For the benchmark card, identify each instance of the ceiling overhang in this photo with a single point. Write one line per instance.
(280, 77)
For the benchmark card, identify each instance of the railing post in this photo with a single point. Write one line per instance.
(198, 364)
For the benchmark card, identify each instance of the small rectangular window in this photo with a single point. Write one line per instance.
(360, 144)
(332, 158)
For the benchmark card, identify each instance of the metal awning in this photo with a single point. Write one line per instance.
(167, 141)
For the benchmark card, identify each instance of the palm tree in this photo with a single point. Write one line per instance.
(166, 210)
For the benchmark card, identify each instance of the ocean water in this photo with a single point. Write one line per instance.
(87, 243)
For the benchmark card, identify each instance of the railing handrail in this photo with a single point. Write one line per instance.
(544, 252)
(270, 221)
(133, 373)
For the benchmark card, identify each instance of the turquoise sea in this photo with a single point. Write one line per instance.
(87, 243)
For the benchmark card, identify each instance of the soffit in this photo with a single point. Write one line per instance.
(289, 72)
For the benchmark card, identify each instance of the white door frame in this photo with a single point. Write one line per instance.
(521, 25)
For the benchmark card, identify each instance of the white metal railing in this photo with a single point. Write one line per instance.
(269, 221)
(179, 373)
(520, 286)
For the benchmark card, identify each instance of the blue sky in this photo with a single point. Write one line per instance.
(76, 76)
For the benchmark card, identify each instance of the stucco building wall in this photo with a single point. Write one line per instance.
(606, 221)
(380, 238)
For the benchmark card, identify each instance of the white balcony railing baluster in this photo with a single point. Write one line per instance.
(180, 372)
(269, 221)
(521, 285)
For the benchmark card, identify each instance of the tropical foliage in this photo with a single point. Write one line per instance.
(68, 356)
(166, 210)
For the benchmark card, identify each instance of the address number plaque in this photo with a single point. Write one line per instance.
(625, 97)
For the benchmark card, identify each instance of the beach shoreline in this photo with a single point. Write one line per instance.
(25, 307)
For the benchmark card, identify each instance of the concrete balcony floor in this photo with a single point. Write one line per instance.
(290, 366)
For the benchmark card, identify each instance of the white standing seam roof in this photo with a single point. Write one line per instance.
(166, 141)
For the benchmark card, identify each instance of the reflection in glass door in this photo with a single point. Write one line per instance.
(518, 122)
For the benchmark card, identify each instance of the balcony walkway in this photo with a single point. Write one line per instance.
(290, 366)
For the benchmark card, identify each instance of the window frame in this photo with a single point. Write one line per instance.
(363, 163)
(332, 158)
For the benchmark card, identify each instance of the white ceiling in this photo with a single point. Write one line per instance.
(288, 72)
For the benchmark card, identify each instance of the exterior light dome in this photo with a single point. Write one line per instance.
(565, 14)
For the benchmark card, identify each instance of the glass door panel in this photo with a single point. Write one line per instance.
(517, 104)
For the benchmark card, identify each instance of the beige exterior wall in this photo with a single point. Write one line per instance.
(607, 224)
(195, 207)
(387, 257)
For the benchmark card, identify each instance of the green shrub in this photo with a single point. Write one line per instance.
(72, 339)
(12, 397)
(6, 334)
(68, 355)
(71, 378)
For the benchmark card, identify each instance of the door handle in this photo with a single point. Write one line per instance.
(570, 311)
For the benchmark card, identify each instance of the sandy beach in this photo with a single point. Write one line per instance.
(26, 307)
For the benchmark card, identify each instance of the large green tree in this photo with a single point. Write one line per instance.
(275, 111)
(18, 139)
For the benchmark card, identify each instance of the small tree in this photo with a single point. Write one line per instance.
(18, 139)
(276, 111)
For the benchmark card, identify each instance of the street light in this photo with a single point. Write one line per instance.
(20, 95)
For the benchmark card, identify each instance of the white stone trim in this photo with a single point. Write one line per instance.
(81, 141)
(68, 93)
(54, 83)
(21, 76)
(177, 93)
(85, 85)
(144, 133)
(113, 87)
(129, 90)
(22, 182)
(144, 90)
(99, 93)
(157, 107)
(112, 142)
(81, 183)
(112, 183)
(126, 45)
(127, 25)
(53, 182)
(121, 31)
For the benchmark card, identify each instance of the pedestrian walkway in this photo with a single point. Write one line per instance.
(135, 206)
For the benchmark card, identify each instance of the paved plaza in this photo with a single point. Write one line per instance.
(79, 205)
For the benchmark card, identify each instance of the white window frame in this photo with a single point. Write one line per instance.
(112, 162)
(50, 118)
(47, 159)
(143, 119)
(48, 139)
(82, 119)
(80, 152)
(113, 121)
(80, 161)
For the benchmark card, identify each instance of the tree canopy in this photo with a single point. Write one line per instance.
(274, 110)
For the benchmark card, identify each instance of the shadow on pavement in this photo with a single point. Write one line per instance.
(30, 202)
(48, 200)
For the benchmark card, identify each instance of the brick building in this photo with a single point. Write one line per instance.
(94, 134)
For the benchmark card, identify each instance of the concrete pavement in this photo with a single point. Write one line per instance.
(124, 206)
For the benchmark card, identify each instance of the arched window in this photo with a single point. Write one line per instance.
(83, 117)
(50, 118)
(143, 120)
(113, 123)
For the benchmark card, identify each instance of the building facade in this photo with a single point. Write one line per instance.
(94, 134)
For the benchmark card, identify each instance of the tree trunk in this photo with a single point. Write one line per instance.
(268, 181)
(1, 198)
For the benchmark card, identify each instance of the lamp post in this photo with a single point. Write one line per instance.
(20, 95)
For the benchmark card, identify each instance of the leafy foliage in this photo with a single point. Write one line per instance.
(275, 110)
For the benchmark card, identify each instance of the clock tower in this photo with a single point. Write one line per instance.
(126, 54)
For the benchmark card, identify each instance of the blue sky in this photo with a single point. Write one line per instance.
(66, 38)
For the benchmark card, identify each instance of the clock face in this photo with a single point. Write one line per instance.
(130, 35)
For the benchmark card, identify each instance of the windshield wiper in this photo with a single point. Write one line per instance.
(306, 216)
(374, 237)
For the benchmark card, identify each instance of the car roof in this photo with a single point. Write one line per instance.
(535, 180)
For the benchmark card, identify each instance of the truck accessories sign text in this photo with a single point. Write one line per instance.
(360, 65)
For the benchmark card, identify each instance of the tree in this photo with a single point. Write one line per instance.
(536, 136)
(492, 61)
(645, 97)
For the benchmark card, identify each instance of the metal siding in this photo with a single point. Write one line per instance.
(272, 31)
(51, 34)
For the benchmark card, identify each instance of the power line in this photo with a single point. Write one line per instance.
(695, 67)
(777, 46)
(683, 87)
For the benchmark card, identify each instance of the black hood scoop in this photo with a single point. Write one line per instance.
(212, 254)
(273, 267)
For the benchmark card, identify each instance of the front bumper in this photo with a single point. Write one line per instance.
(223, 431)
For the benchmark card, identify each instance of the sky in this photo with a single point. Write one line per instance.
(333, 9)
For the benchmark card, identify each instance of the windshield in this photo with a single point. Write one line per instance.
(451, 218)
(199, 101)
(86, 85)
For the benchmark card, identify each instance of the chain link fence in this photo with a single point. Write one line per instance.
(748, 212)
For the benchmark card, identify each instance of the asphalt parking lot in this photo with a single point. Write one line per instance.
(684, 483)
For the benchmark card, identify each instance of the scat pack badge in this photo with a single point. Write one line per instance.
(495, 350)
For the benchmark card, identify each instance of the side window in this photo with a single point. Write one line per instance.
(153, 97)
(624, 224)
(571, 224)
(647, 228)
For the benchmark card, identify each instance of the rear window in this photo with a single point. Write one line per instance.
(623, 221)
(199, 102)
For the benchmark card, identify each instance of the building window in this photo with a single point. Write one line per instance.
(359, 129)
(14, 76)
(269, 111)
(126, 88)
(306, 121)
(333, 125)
*****
#### [AIM OF THE TASK]
Retype the entries exactly, including every line.

#### [OUTPUT FOR THIS TASK]
For the benchmark card, identify each instance of the ceiling overhang in this photo with a single point. Write one line per instance.
(280, 77)
For the benchmark card, identify each instance of the railing post in this photo with a single point. Write one line per instance.
(198, 364)
For the benchmark card, identify each instance of the small rectangular window in this photo with a single point. Write one line per instance.
(360, 144)
(332, 158)
For the benchmark card, identify each instance of the metal awning in this photo with a single point. Write one line per instance.
(167, 141)
For the benchmark card, identify each instance of the palm tree in this photo with a single point. Write one line per instance.
(166, 210)
For the benchmark card, identify each instance of the ocean water in this photo with a single point. Write one line per instance.
(87, 243)
For the benchmark card, identify each instance of the railing handrail in this photo with a single point. Write one line per instance.
(544, 252)
(270, 221)
(133, 373)
For the benchmark card, identify each instance of the turquoise sea in this photo with a single point. Write one line per instance.
(87, 243)
For the benchmark card, identify each instance of the soffit in this photo with a single point. Write one line per instance.
(289, 72)
For the benchmark card, identify each instance of the white door frame in this photo with a single point. Write one line per instance.
(521, 25)
For the benchmark card, identify each instance of the white metal railing in this photo with a single point. Write one line per instance.
(269, 221)
(179, 373)
(520, 286)
For the benchmark card, identify each instance of the blue sky in this photo with a single point. Write one line per instance.
(76, 76)
For the benchmark card, identify each instance of the stucco building wall in this photo with a single point. Write one line per instance.
(606, 221)
(380, 238)
For the benchmark card, identify each instance of the white balcony railing baluster in this photo with a single point. Write one line per instance.
(180, 372)
(269, 221)
(521, 285)
For the benchmark card, identify each instance of the tropical foliage in this photo with a single point. Write one line per instance.
(68, 356)
(166, 210)
For the benchmark card, identify each instance of the address number plaque in this photo with a single point. Write one line per instance.
(625, 97)
For the benchmark card, identify each instance of the beach shoreline in this photo with a single point. Write one line per instance.
(25, 307)
For the benchmark card, identify each instance of the concrete balcony floor in this photo with a single point. Write one line per instance.
(290, 366)
For the benchmark card, identify each instance of the white standing seam roof in this photo with a single point. Write one line per instance.
(166, 141)
For the benchmark card, identify each instance of the reflection in glass door in this photo with a single point. Write one line per instance.
(518, 122)
For the benchmark card, identify each instance of the balcony walkway in this photo with a single point. Write one line per instance.
(290, 366)
For the benchmark card, identify each instance of the window frame in this photo with a single point. Write one line per instance.
(363, 163)
(332, 158)
For the benchmark card, identify each instance of the white ceiling in this photo with a single point. Write one line per instance.
(288, 72)
For the benchmark card, identify each instance of the exterior light dome in this photo with a single point. Write one line per instance.
(565, 14)
For the benchmark card, identify each instance of the glass door panel in this photo with a single point. Write one line per instance.
(517, 104)
For the benchmark card, identify each instance of the beige exterior wall in this photo with a single point. Write one line per instance.
(607, 224)
(195, 207)
(387, 257)
For the benchmark card, identify each instance of the green shrub in this photo with a single point. Write one line per instance.
(72, 339)
(12, 397)
(6, 334)
(68, 355)
(71, 378)
For the benchmark card, identify each instance of the door handle in this photo with a single point. Write one line per instance.
(570, 311)
For the benchmark card, identify each instance of the sandy beach in this photo with a single point. Write one line per instance.
(26, 307)
For the benchmark card, identify each instance of the large green tree in this photo with a single point. Write one line per instance.
(275, 111)
(18, 139)
For the benchmark card, identify each instance of the small tree in this photo with a single point. Write one line per instance.
(18, 139)
(276, 111)
For the benchmark card, identify each instance of the street light in this photo with a single point. Write one line per instance.
(20, 95)
For the benchmark card, identify each instance of the white stone trim in this photo with a single point. Write one line per instance.
(81, 141)
(68, 93)
(54, 83)
(21, 76)
(177, 93)
(85, 85)
(144, 133)
(113, 87)
(129, 90)
(22, 182)
(144, 90)
(99, 93)
(157, 107)
(112, 142)
(81, 183)
(112, 183)
(126, 45)
(127, 25)
(53, 182)
(121, 31)
For the benchmark card, identify each instance of the pedestrian walkway in this photo with a single point. Write one line per instance.
(135, 206)
For the benchmark card, identify each instance of the paved plaza in this photo with a single point. Write one line per instance.
(79, 205)
For the benchmark card, identify each instance of the white window frame in this photo with a single point. Write one line per instance.
(112, 162)
(50, 118)
(47, 159)
(143, 119)
(48, 139)
(82, 119)
(80, 152)
(113, 121)
(80, 161)
For the benchmark card, identify each instance of the tree canopy in this photo with a single point. Write one line per instance.
(274, 110)
For the benchmark card, identify each instance of the shadow on pavement in this photo with a single point. Write one line per instance.
(30, 202)
(48, 200)
For the benchmark card, identify each instance of the brick building in this photo with a single point. Write one line per instance.
(94, 134)
For the benchmark card, identify each instance of the concrete pavement in this photo with a single point. Write one line per instance.
(124, 206)
For the benchmark card, identify each instance of the arched window in this photo with a single point. Write one line per instance.
(83, 117)
(50, 118)
(143, 120)
(113, 123)
For the benchmark card, identify each instance of the building facade in this photo with a single point. Write one line per instance.
(94, 134)
For the benchmark card, identify each instance of the tree trunk in this photo with a single point. Write one line per instance.
(268, 181)
(1, 198)
For the benchmark card, identify each instance of the lamp post in this photo with a single point. Write one line per instance.
(20, 95)
For the benchmark card, identify each instance of the leafy foliage in this photo with a single point. Write one line per instance.
(275, 110)
For the benchmark card, identify each instance of the clock tower in this photo with a single point. Write one line per instance.
(126, 54)
For the benchmark card, identify each instance of the blue sky in this photo with a single point. Write one line per instance.
(66, 38)
For the benchmark card, identify each instance of the clock face in this photo with a single point. Write one line per instance.
(130, 35)
For the benchmark card, identify each instance of the windshield wiper in this photo with a single point. Write one line per instance.
(306, 216)
(374, 237)
For the benchmark card, identify each instance of the car roof in this photo with a single point. Write one line per instance.
(535, 180)
For the benchmark card, identify each instance of the truck accessories sign text in this photo with a single point. Write one line per instance.
(360, 65)
For the benchmark card, identify each instance of the tree in this photo with a single point. Write one line per instance.
(536, 136)
(492, 61)
(645, 97)
For the benchmark card, identify each instance of the metal siding in this photo with a single point. Write one line per instance.
(272, 31)
(51, 34)
For the benchmark card, identify each instance of the power line in this photo with a single point. Write one line per instance.
(695, 67)
(777, 46)
(683, 87)
For the benchmark card, identify each instance of the black hood scoop in this photo with a single point. Write one line per instance.
(212, 254)
(273, 267)
For the benchmark card, identify each instance of the front bumper in this photo with a single point. Write one line per instance.
(223, 431)
For the benchmark card, identify each instance of the sky in this photo with a single point. Write one line per instance.
(333, 9)
For the benchmark card, identify each instance of the windshield in this photo with a single point. Write one line per instance.
(451, 218)
(199, 101)
(86, 85)
For the benchmark card, identify each instance of the chain link fence in this photo with a single point. Write one line per instance.
(748, 212)
For the benchmark card, identify each instance of the asphalt parking lot in this photo with a single point. Write one line per instance.
(684, 483)
For the benchmark card, identify each instance of the scat pack badge in this photo with a single point. Write one line per instance.
(495, 350)
For the benchmark card, identify each instance of the side window in this photo with a single point. Write one line per instance.
(153, 97)
(624, 224)
(571, 224)
(647, 228)
For the benchmark card, identify each instance of the rear window in this photo with a single point. Write one line per instance.
(623, 221)
(199, 102)
For the benchmark card, identify each instance of the building window in this photo with a single point. Write one line per instance.
(359, 129)
(14, 76)
(269, 111)
(126, 88)
(306, 121)
(333, 125)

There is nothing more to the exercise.